» **SHORT TASK A**
Return each line from the entries below that includes the word "sunglasses".

The Philippines will not be leaving the United Nations, despite President Rodrigo Duterte's threats to do so, said the country's foreign minister on Monday.

In a press conference one day prior, President Duterte, nicknamed "Duterte Harry" for his tough, crime-busting reputation, defended the extrajudicial killings of more than 500 drug suspects by police and vigilantes in the eight weeks since he was sworn in. 

In response to pressure from the US State Department and two UN human rights experts urging Mr. Duterte to stop the killings, the president said that "maybe we'll just have to decide to separate from the United Nations." 

Since taking office eight weeks ago, more than 4,400 drug suspects have been arrested and more than 500 killed in gun battles with police and vigilantes. Duterte has openly encouraged vigilantism, telling a crowd in June, "Shoot [a drug lord] and I'll give you a medal." As a result, nearly 600,000 people, both drug dealers and addicts, have turned themselves in to authorities for their own safety.

Records of labeled points
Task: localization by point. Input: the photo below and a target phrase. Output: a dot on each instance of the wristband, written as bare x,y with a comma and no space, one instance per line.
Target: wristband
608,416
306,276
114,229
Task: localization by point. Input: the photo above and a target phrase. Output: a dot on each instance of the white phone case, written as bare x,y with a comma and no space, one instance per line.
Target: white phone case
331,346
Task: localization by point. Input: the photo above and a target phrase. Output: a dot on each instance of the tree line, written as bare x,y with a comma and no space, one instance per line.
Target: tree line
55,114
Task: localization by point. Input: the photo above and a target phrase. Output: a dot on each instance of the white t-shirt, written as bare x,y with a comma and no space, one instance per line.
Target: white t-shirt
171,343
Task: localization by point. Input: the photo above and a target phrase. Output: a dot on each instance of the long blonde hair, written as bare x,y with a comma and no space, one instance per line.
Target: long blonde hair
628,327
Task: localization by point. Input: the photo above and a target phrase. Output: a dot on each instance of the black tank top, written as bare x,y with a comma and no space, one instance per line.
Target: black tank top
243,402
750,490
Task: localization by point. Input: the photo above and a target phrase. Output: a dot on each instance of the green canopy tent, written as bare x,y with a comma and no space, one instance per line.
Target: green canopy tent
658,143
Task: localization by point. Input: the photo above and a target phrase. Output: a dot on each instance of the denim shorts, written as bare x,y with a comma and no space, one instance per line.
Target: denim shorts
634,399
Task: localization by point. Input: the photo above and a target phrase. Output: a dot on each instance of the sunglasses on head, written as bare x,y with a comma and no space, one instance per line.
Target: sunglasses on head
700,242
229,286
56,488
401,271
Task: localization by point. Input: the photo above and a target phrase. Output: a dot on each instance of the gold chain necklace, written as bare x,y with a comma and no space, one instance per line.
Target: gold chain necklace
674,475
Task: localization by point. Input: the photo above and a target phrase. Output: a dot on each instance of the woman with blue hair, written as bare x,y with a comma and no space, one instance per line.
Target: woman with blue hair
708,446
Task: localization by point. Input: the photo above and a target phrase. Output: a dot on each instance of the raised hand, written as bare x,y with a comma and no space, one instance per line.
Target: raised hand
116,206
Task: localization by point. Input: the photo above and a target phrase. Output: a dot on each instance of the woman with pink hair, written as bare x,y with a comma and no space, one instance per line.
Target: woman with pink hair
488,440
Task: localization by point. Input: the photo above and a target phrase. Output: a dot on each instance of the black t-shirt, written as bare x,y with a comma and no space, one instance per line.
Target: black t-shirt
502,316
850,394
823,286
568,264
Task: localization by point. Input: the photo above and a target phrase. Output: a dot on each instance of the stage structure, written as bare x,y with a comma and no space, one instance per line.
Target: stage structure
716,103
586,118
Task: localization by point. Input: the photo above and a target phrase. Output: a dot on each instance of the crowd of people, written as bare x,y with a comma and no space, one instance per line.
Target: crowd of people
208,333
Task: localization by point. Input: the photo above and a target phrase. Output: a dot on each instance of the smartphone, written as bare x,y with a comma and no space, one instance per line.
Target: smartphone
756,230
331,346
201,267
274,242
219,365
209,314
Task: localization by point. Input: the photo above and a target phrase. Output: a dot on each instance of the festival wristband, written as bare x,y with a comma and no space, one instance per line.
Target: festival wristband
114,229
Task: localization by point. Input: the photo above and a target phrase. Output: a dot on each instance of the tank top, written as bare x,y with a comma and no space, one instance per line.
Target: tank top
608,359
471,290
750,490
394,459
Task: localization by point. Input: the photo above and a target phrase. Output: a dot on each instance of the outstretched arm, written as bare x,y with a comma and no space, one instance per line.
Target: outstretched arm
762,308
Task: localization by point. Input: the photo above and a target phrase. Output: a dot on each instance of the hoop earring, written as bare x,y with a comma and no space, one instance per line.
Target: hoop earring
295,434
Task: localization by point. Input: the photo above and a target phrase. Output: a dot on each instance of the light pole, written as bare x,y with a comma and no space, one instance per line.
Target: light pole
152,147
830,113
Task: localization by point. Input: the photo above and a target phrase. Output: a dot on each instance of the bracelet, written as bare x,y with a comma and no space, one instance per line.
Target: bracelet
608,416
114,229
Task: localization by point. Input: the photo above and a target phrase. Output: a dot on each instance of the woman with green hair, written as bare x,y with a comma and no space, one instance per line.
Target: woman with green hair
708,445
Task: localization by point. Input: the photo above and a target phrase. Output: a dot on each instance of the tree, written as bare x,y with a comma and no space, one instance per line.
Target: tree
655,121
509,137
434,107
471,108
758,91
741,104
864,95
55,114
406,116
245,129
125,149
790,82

» **SHORT TASK B**
In the passage on Duterte and the United Nations, how many people turned themselves in to authorities?

» **TASK RESPONSE A**
Task: localization by point. Input: the photo above and a target phrase. Output: a dot on each instance of the sunglasses on head, written as bare x,y with a comma and no space, one instance per line.
Target: sunglasses on head

» **TASK RESPONSE B**
Nearly 600,000 people, both drug dealers and addicts.